1 Reply Latest reply on Oct 23, 2004 10:48 PM by tom.elrod

    Network interface dies, EJB method invocations not failed ov

    tmarx

      I have three Intel boxes running RH9.0 and JBoss 3.2.1 set up in a clustered environment. In addition to the default partition, I have created an additional partition for these machines (TestPartition). In the deployed application, there are three SLSBs with clustering enabled for the TestPartition partition. They are also configured to use the round-robin load-balancing policy.

      A fourth Intel box running RH9.0 runs a separate stand-alone Java process which makes use of this cluster and retrieves the EJB remote interfaces via HA-JNDI and HA-JNDI auto discovery (Hashtable passed in to the InitialContex object constructor contains: provider_url=null, url_pkg_prefixes=org.jboss.naming:org.jnp.interfaces, jnp.partitionName=TestPartition, jnp.discoveryGroup=230.0.0.5, jnp.discoveryPort=230.0.0.5:1102 discovery group and port match the values specified in the cluster deployment descriptor). This stand alone process invokes methods on the clustered beans on a regular interval which in turn query db tables.

      I bring up the three JBoss instances and I can see in the log files all three of the machines successfully join the cluster. I start my stand-alone app and I can see that the work is being distributed amogst all three machines. If I kill one of the app server instances via a kill or kill -9, the remaining two app servers report the instance as a dead member and continue working. When I bring the instance back up, it rejoins the cluster and work is distributed to it.

      The problem I encounter is when I pull the network cable out of one of the machines or shut down the network interface. When I do that, the other members of the cluster mark that machine as dead but any method invocations to it do not get failed over. The hang until the machine/instance comes back on-line.

      Has anyone else encountered this problem or perhaps have any suggestions on how to fix or work around this problem?

      Thanks!

      -Tom

        • 1. Re: Network interface dies, EJB method invocations not faile

          The invocations failover depends strictly on the behavior of the
          transport being used. If the socket is not timing out and reporting
          that the connection is broken, there will be no failover. Its
          upto the os tcp stack to determine how long to wait for the
          invocation to fail. We don't have a client side timeout notion
          so whatever os keepalive setting exist need to be configured. This
          is often 2 hours by default.

          I checked on rh3.0, and its default is 2 hours:
          [starksm@localhost testsuite]$ cat /proc/sys/net/ipv4/tcp_keepalive_time
          7200

          [thanks Scott :) ]

          For Solaris can change the tcp_keepalive_interval setting. See http://www.sun-microsystems.org/ for details (search for tcp_keepalive_interval, as is large page).

• • • • •

§ WRITTEN TASK A
Answer from the JBoss failover thread:
(i) Which JBoss version runs on the clustered boxes?
(ii) Which load-balancing policy are the three SLSBs configured to use?
(iii) What default keepalive time does the reply report finding on rh3.0?
The entries that come next have no connection to the thread.

• • • • •

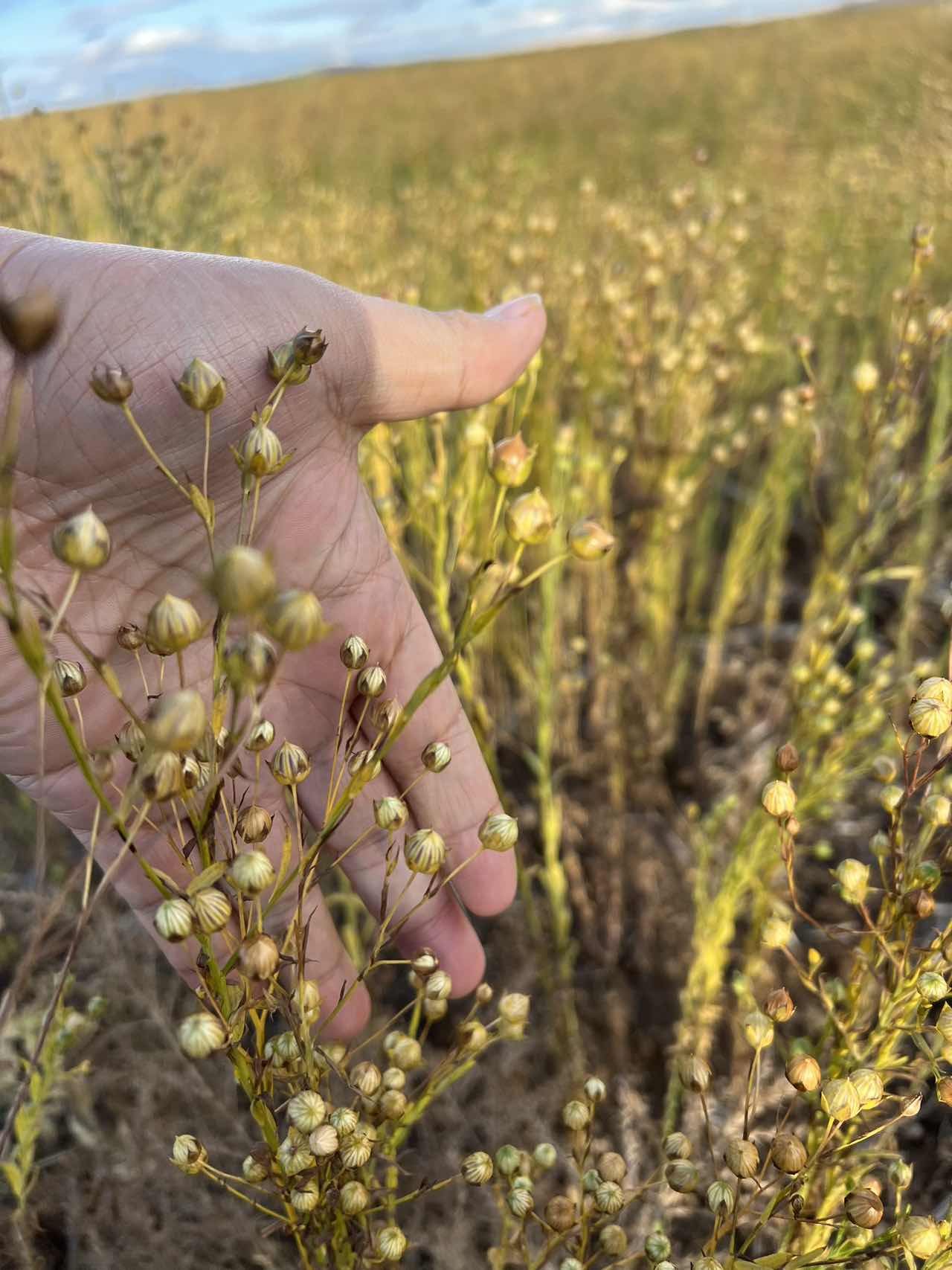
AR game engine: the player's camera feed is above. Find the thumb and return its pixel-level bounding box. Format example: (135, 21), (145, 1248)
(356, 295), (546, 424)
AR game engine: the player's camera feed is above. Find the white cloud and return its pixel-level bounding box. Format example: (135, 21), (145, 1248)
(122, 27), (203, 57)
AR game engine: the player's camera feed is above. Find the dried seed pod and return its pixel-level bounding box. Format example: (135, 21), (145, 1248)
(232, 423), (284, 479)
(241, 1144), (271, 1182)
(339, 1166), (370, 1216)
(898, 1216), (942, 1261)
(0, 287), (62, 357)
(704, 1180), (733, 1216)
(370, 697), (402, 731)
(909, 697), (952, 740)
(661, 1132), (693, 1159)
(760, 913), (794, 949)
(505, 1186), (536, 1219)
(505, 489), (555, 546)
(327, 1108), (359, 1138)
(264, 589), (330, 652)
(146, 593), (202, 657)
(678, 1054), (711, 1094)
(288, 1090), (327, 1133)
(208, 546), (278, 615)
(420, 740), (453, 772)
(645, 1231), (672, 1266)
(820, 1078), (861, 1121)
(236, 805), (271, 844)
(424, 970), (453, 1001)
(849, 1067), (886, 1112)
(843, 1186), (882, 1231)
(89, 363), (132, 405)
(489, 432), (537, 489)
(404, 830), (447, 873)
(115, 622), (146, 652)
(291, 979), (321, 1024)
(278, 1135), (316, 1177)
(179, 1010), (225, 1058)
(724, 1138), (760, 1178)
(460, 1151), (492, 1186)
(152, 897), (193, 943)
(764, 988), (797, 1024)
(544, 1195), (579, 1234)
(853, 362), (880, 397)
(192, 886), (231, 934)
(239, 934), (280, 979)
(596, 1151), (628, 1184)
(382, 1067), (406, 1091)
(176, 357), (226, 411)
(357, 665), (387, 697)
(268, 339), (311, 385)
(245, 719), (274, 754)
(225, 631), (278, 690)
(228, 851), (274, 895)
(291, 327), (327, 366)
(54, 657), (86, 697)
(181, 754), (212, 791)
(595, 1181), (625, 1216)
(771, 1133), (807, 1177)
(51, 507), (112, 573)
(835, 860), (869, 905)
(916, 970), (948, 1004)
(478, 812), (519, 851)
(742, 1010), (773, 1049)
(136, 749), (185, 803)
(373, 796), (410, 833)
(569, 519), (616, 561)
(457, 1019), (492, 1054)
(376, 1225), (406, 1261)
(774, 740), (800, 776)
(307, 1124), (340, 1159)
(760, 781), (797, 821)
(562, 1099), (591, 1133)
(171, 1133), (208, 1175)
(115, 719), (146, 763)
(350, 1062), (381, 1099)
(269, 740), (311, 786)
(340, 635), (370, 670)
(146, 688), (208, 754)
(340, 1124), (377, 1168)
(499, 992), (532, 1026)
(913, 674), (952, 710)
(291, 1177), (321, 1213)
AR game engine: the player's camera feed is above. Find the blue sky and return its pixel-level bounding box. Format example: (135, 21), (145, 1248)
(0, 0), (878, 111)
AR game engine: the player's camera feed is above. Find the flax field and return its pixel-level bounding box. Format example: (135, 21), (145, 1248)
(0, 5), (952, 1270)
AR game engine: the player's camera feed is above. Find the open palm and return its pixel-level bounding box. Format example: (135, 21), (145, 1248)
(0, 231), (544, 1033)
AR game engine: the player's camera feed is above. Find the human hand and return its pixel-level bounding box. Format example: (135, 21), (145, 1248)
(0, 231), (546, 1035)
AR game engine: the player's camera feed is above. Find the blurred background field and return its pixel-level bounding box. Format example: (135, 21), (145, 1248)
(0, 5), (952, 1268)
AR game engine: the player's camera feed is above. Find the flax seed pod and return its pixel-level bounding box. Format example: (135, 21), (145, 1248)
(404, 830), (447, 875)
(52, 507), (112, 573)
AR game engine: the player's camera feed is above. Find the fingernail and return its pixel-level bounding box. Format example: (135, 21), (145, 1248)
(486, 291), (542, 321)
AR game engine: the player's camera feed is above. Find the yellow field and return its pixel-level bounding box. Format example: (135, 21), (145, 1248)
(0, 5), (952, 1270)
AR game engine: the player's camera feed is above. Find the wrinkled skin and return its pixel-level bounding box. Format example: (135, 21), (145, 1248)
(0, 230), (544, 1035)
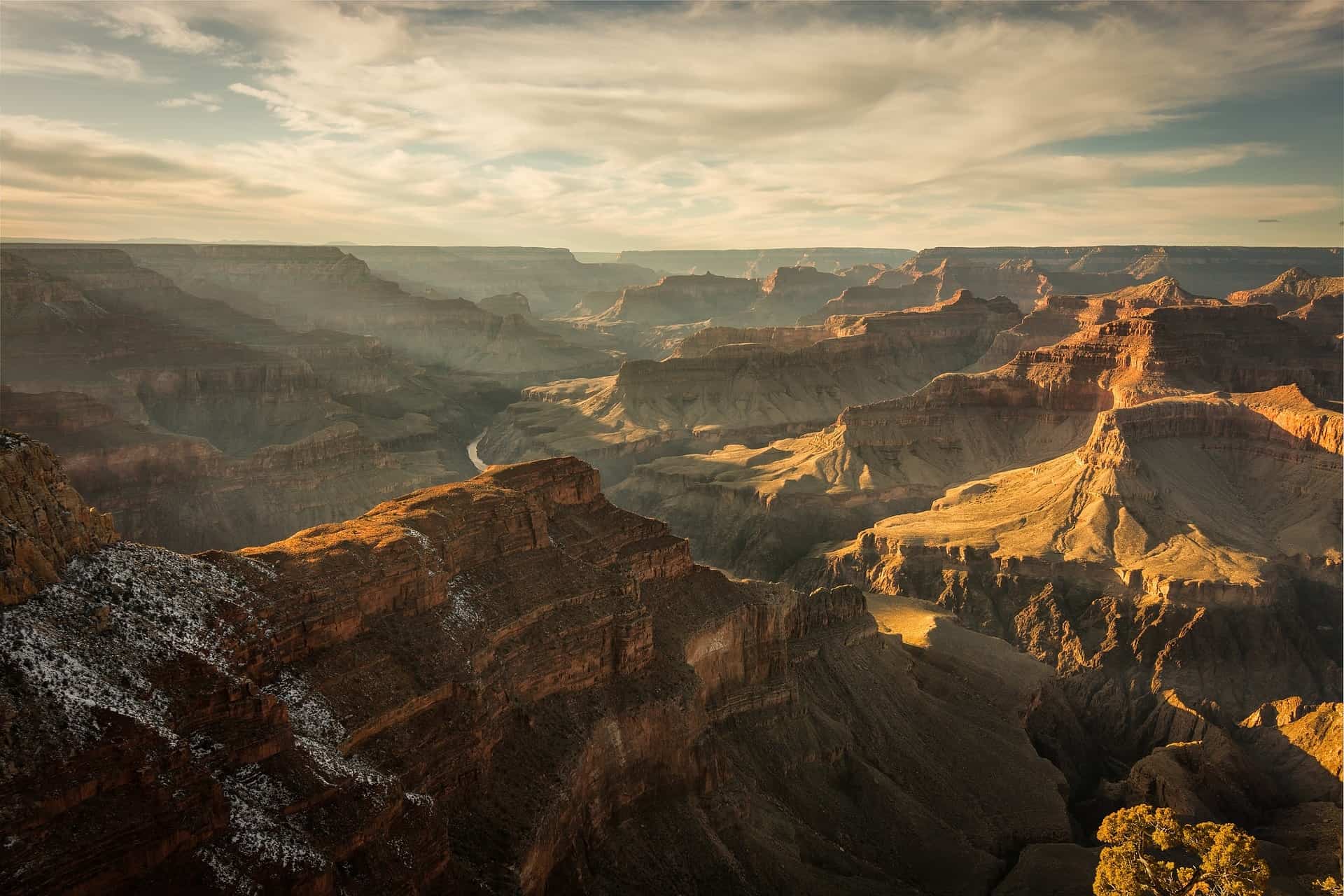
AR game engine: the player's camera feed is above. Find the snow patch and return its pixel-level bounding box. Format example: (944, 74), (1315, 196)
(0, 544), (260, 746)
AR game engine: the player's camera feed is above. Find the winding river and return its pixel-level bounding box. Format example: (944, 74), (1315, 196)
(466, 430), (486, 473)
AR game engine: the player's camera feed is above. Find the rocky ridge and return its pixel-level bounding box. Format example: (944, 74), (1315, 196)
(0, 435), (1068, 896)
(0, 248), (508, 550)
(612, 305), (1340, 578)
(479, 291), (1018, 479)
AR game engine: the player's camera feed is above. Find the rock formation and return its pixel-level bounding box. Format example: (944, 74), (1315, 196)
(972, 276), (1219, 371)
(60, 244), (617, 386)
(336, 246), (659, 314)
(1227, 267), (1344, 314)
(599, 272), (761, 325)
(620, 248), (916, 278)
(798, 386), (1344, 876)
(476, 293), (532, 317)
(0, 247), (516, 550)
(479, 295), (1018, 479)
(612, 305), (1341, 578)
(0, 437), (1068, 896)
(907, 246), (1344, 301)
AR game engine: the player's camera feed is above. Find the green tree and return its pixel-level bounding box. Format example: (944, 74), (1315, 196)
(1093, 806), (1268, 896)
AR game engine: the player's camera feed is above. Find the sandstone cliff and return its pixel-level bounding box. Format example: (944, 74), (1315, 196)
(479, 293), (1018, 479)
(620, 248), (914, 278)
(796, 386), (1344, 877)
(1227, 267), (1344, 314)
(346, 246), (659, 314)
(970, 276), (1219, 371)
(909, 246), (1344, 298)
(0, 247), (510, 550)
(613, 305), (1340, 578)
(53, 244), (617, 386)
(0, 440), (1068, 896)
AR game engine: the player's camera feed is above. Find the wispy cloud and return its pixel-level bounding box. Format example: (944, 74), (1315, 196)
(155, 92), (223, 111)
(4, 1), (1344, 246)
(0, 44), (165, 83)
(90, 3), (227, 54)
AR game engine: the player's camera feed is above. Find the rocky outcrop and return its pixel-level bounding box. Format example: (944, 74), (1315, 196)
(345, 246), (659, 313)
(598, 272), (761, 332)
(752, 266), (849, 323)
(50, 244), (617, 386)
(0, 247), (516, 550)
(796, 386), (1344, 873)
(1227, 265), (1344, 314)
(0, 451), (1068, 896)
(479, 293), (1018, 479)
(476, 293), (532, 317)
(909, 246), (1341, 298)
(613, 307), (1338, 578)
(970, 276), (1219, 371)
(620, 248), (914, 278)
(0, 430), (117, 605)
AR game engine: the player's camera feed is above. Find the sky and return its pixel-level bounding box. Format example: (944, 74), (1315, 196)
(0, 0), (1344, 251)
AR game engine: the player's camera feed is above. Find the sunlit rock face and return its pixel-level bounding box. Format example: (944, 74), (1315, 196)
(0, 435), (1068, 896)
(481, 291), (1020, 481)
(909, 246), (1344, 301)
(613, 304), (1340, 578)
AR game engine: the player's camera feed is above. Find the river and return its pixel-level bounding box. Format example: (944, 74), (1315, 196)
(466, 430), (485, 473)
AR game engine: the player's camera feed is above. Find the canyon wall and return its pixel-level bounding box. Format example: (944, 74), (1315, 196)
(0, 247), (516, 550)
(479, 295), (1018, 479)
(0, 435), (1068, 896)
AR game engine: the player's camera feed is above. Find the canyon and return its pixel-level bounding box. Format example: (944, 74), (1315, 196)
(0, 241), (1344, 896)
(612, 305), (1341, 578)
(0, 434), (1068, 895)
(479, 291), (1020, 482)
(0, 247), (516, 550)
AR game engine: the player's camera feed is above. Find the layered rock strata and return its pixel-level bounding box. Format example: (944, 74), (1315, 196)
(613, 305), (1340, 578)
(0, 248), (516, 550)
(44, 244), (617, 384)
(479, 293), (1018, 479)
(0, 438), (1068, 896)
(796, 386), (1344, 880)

• • • • •

§ WRITTEN TASK B
Please render the entries as a Markdown table with the columns Nr and Line, starting with the line with "Find the sandstone" and going on through the line with "(90, 3), (227, 54)", both included. Leave out blank lines.

§ CORRECT ANSWER A
(i) JBoss 3.2.1
(ii) Round-robin
(iii) 2 hours (7200)

§ CORRECT ANSWER B
| Nr | Line |
|---|---|
| 1 | AR game engine: the player's camera feed is above. Find the sandstone cliff and return its pixel-level bounding box. Format example: (944, 74), (1315, 196) |
| 2 | (479, 293), (1018, 479) |
| 3 | (620, 248), (914, 278) |
| 4 | (796, 386), (1344, 877) |
| 5 | (1227, 267), (1344, 314) |
| 6 | (346, 246), (659, 314) |
| 7 | (970, 276), (1219, 371) |
| 8 | (909, 246), (1344, 298) |
| 9 | (0, 247), (510, 550) |
| 10 | (613, 305), (1340, 578) |
| 11 | (53, 244), (617, 386) |
| 12 | (0, 440), (1068, 896) |
| 13 | AR game engine: the player's camera feed is above. Find the wispy cloud and return its pixel-level bounding box. Format example: (944, 74), (1315, 196) |
| 14 | (155, 92), (223, 111) |
| 15 | (4, 1), (1344, 246) |
| 16 | (0, 44), (165, 83) |
| 17 | (90, 3), (227, 54) |